_Set problem A:_
Rescale the entries starting with the line that contains "I need to verify whether any round" and going on through the line that contains "33;170;212;194", and output only those lines again with the requests included. Multiply every bounding-box coordinate in the answers by 1.35 and round to whole numbers with halves going up, leaving the sample coordinates in the requests unchanged.

Processing behavior:

First group log data by group_key
Logs matching group sampling rules are sent to the tail sampling interface
Log data missing group_key is passed through and does not participate in group sampling

RUM Rules¶

[rum]
data_ttl = "1m"

[[rum.group_dimensions]]
group_key = "session_id"

[[rum.group_dimensions.pipelines]]
name = "sample-by-session"
type = "probabilistic"
condition = '{ 1 = 1 }'
rate = 0.2

Rule Field Descriptions¶

type = "condition": Execute corresponding action after condition matching, action only supports keep (retain) or drop (discard)
type = "probabilistic": Perform deterministic probability sampling according to rate parameter (range: 0 ~ 1)
condition: Data filtering condition, supports empty value (matches all data)
hash_keys: Reserved field, no configuration needed in current version

Current version limitations:

derived_metrics feature is not yet enabled, configuring this field will cause errors

Sending and Performance Behavior¶

Aggregator performs packet splitting and concurrency optimization before data transmission:

Automatically splits aggregation batches and tail sampling data packets according to max_raw_body_size configuration
Uses asynchronous concurrent sending mechanism with a maximum of 8 worker threads
Uses Protobuf format for data transmission (Content-Type: application/x-protobuf)

_Set problem B:_
In the sampling configuration text, what is the maximum number of worker threads the aggregator uses for sending?

_Material shown:_

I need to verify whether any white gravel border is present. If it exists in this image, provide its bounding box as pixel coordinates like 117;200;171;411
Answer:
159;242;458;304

* * *

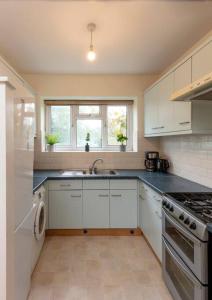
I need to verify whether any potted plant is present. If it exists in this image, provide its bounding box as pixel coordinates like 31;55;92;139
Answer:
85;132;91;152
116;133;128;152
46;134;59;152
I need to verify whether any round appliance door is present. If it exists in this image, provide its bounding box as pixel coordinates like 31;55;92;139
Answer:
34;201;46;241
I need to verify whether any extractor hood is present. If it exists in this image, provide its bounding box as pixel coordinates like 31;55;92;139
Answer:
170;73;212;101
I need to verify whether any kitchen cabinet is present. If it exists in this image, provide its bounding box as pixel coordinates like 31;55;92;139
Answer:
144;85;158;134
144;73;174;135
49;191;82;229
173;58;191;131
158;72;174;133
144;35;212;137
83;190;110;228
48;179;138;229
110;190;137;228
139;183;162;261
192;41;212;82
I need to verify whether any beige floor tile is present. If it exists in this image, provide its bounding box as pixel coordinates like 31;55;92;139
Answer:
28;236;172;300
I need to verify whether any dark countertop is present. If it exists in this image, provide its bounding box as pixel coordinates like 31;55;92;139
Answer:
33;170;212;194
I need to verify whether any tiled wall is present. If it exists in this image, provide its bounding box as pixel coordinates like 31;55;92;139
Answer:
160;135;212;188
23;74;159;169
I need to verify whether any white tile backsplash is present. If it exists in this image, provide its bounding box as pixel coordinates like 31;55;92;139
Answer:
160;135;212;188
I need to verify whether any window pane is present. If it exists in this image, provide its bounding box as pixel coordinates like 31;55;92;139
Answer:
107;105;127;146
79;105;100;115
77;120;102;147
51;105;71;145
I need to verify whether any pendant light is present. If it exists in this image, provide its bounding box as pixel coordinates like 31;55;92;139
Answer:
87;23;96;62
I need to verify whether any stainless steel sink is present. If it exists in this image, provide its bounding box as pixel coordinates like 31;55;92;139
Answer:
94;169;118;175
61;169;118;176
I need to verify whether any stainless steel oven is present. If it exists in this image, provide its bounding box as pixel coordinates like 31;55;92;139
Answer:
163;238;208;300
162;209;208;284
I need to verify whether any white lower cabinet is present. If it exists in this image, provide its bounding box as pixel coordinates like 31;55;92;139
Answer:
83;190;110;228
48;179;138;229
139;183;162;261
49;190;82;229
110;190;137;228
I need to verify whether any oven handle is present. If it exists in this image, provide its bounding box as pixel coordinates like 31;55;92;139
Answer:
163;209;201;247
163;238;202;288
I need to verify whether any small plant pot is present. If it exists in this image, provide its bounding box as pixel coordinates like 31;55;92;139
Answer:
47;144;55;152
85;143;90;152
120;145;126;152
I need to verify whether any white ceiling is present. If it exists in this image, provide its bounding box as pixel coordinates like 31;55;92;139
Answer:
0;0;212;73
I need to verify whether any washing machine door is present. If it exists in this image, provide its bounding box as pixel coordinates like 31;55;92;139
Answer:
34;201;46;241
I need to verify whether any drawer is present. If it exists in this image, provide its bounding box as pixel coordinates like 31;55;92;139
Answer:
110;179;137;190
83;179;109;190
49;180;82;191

...

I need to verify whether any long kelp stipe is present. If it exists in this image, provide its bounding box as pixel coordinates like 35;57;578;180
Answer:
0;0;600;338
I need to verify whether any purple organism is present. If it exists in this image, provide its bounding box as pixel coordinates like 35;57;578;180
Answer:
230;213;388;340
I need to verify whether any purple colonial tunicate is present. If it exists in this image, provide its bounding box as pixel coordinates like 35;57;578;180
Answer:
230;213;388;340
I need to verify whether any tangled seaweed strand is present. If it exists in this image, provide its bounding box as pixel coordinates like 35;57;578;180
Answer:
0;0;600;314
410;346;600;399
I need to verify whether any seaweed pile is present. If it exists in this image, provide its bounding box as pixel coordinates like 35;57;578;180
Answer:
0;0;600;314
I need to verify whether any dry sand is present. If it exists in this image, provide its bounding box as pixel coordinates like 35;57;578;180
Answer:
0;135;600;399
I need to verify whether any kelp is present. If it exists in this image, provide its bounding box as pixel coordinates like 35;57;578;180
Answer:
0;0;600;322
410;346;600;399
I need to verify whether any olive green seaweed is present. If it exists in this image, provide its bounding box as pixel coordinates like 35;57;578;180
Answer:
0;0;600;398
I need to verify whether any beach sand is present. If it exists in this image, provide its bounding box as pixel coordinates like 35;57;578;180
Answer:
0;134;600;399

_Complete response A:_
I need to verify whether any round appliance door is present. If it exists in this image, provide its bounding box as pixel coordinates like 31;55;92;139
Answer:
46;271;62;325
I need to verify whether any extractor hood is present. If it exists in this image, provide its bounding box as pixel coordinates like 31;55;92;139
Answer:
230;99;286;136
I need to verify whether any kitchen cabinet is present. If it exists in this image, provide its bounding box as pixel coordinates like 31;55;92;139
Answer:
194;115;213;181
194;99;235;182
66;258;111;309
234;78;258;177
213;97;235;180
194;47;286;185
112;257;149;308
65;242;186;309
149;257;185;308
188;247;219;352
259;55;286;111
I need to verify whether any beige floor tile is present. If it exists in this image, provide its bounding box as pixel coordinates like 31;55;92;139
Answer:
38;319;232;405
I need to verify whether any dark countertop is present. If it exists in this image, provide its bounding box as pixel coordinates like 31;55;92;139
Answer:
45;230;286;262

_Complete response B:_
A maximum of 8 worker threads.